(begin)

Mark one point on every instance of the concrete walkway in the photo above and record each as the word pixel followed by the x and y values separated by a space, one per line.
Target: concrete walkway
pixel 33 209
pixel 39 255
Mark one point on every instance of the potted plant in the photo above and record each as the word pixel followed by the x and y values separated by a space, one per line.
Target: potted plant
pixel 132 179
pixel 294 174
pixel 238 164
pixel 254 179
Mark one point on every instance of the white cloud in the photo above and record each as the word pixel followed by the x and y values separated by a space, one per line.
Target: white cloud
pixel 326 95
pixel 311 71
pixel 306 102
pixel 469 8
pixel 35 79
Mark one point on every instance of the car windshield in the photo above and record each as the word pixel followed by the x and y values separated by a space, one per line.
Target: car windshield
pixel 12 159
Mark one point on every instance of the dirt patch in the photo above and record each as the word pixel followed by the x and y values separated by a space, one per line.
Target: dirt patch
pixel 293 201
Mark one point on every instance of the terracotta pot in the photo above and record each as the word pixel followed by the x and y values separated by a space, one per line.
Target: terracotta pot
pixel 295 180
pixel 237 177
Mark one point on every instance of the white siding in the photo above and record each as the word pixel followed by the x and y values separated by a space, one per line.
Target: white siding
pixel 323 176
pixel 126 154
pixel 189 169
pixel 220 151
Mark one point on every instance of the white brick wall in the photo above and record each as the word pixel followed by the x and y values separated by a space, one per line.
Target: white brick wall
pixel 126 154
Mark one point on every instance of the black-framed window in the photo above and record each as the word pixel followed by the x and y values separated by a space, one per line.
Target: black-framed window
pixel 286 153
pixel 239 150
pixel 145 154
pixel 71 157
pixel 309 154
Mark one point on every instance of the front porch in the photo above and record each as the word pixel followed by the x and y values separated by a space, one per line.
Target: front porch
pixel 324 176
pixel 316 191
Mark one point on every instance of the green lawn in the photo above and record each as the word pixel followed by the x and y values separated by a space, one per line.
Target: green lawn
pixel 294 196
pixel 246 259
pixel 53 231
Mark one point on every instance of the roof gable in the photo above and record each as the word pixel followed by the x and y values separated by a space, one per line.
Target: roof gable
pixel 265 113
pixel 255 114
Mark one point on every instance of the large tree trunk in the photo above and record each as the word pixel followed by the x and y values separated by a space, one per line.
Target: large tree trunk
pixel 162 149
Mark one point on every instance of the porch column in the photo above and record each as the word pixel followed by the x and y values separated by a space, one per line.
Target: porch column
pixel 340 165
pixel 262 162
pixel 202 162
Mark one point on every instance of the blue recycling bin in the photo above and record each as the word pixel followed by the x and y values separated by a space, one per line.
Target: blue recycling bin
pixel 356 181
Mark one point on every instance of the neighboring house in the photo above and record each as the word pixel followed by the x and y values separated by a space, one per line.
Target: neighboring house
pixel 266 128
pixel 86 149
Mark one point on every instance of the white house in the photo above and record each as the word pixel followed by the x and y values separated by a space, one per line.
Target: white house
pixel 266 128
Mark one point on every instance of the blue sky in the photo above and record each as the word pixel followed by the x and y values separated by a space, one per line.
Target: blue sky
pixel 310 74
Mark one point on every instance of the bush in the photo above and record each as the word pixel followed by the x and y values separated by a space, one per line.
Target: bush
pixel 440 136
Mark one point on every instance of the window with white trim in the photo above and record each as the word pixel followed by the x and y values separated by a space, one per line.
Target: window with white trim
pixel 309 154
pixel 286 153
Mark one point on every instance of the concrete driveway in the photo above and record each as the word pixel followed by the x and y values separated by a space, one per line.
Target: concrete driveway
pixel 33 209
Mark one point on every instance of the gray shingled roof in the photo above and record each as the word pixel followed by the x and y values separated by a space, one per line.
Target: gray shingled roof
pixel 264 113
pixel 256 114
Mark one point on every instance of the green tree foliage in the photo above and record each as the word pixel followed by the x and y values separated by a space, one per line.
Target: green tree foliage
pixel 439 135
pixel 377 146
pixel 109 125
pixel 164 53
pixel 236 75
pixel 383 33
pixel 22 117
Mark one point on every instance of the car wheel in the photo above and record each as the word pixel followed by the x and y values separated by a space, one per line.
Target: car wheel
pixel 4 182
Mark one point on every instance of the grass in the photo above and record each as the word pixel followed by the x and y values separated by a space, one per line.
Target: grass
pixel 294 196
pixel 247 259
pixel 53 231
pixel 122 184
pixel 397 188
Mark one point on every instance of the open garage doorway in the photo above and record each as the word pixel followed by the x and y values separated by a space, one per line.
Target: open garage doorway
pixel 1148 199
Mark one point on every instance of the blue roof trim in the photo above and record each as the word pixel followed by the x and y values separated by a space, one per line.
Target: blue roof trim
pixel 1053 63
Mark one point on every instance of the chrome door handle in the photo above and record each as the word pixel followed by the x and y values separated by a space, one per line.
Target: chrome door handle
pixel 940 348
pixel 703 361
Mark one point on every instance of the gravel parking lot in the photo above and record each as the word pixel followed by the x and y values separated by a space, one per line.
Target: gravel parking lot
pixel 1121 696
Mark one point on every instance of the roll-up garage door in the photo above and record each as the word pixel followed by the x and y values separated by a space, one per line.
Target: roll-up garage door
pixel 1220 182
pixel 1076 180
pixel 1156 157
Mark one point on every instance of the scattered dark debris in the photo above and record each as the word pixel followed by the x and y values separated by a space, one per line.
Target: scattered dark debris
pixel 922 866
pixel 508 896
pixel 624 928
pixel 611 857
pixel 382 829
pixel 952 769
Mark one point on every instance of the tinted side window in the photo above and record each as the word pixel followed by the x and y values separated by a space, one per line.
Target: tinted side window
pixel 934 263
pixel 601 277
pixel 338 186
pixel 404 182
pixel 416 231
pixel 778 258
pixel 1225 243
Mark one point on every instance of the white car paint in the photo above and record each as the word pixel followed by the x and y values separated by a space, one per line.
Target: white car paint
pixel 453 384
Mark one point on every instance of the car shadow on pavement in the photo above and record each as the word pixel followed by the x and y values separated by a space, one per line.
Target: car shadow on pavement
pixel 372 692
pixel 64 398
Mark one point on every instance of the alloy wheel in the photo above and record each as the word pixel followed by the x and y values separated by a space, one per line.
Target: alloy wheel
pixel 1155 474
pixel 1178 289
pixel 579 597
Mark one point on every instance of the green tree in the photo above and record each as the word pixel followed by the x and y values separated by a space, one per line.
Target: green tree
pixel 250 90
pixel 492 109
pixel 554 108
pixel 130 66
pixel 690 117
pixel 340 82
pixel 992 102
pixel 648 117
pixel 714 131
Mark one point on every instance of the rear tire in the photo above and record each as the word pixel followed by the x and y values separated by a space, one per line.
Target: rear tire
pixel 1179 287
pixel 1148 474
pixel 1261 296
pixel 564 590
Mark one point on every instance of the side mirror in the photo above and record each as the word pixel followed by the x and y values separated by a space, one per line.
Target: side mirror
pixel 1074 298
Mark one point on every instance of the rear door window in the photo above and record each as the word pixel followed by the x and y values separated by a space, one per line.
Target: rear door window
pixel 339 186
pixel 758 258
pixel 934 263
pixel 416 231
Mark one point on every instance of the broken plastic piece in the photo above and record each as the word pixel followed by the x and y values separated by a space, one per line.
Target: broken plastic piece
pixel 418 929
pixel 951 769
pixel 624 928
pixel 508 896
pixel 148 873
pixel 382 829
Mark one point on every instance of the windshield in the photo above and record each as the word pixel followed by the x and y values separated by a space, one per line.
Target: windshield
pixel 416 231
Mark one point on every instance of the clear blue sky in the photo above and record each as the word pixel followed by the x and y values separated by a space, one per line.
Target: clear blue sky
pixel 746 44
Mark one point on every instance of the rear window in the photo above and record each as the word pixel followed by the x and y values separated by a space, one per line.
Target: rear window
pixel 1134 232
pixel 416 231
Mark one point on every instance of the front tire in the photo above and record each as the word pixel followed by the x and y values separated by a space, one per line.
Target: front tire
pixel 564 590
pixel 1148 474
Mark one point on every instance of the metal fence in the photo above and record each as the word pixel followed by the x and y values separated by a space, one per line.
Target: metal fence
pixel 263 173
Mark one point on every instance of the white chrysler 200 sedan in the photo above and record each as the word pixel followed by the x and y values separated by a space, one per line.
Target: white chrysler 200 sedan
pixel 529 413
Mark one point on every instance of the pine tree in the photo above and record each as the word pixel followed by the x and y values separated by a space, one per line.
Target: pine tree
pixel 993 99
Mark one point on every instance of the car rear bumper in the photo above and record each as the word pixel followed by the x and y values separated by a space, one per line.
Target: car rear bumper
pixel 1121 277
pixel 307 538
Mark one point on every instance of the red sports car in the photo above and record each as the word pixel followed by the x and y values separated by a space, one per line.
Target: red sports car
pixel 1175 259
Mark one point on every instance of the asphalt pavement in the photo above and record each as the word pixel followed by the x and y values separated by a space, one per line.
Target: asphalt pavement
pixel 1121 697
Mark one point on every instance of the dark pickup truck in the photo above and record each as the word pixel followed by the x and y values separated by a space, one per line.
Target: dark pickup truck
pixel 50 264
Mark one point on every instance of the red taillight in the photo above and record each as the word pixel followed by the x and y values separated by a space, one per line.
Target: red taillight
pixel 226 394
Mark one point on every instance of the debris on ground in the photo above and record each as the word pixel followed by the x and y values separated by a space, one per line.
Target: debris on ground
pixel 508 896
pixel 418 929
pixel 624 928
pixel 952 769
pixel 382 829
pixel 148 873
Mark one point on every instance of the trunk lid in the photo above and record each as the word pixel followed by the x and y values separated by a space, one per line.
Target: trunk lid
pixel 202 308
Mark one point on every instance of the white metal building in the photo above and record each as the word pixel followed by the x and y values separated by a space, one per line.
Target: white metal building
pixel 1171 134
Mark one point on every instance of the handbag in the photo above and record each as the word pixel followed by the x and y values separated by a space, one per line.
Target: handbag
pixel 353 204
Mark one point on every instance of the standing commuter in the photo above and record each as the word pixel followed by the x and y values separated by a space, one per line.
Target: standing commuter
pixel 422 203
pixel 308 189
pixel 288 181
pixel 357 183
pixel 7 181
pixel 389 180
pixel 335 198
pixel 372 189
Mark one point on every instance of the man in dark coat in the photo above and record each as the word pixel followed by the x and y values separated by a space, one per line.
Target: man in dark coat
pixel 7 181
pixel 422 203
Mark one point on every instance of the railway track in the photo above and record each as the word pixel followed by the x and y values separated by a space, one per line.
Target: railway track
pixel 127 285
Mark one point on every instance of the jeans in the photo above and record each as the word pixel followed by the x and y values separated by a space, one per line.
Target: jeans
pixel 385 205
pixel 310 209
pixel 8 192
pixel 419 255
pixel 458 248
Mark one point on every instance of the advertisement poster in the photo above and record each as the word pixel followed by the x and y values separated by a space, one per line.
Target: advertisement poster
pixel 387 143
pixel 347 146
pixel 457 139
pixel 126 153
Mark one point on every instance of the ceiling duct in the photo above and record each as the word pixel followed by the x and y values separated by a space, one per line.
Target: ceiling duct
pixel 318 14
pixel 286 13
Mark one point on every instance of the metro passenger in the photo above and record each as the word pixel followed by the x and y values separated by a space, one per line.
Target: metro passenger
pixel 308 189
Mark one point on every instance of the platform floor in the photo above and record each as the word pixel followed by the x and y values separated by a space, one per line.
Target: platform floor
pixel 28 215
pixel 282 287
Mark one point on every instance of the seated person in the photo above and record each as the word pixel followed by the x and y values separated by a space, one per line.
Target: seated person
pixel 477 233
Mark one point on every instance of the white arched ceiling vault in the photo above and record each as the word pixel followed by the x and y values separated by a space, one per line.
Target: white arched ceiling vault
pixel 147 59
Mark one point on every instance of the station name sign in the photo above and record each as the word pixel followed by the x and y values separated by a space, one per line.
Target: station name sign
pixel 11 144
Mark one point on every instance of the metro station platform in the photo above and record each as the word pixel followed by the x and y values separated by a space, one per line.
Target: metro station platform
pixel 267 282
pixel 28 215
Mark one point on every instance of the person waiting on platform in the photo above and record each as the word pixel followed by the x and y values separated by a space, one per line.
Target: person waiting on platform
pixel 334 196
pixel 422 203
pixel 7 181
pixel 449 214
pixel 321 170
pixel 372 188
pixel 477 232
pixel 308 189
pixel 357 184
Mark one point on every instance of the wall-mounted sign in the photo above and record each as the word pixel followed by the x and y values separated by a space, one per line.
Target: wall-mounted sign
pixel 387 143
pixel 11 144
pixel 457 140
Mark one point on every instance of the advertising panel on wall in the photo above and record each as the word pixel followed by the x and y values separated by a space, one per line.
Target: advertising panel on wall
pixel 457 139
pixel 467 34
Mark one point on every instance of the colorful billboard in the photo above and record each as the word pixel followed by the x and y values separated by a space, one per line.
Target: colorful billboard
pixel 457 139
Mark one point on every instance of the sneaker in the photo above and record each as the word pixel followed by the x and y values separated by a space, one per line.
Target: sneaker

(end)

== AIM ==
Lay out the items in the stretch from the line containing "Mark one point on every instance of the grass" through the line containing "pixel 1053 63" as a two-column CSV with the headers instruction and points, giving one row per item. Put each item's text and its answer in its own quoted field, with line breaks replaced by spaces.

== EXPECTED ANSWER ==
instruction,points
"Mark one point on every instance of the grass in the photo above and record each as the word pixel followed by the x and y values separated by a space, one per line. Target: grass","pixel 294 196 pixel 247 259 pixel 53 231 pixel 122 184 pixel 397 188"
"Mark one point on every instance of the open garage doorway in the photo above and record each as the word pixel followed by the x and y values separated by a space, one per line. Target: open garage doorway","pixel 1148 199"
"Mark one point on every instance of the blue roof trim in the photo above and record each as the word pixel followed by the x and y values separated by a space, one per line. Target: blue roof trim","pixel 1053 63"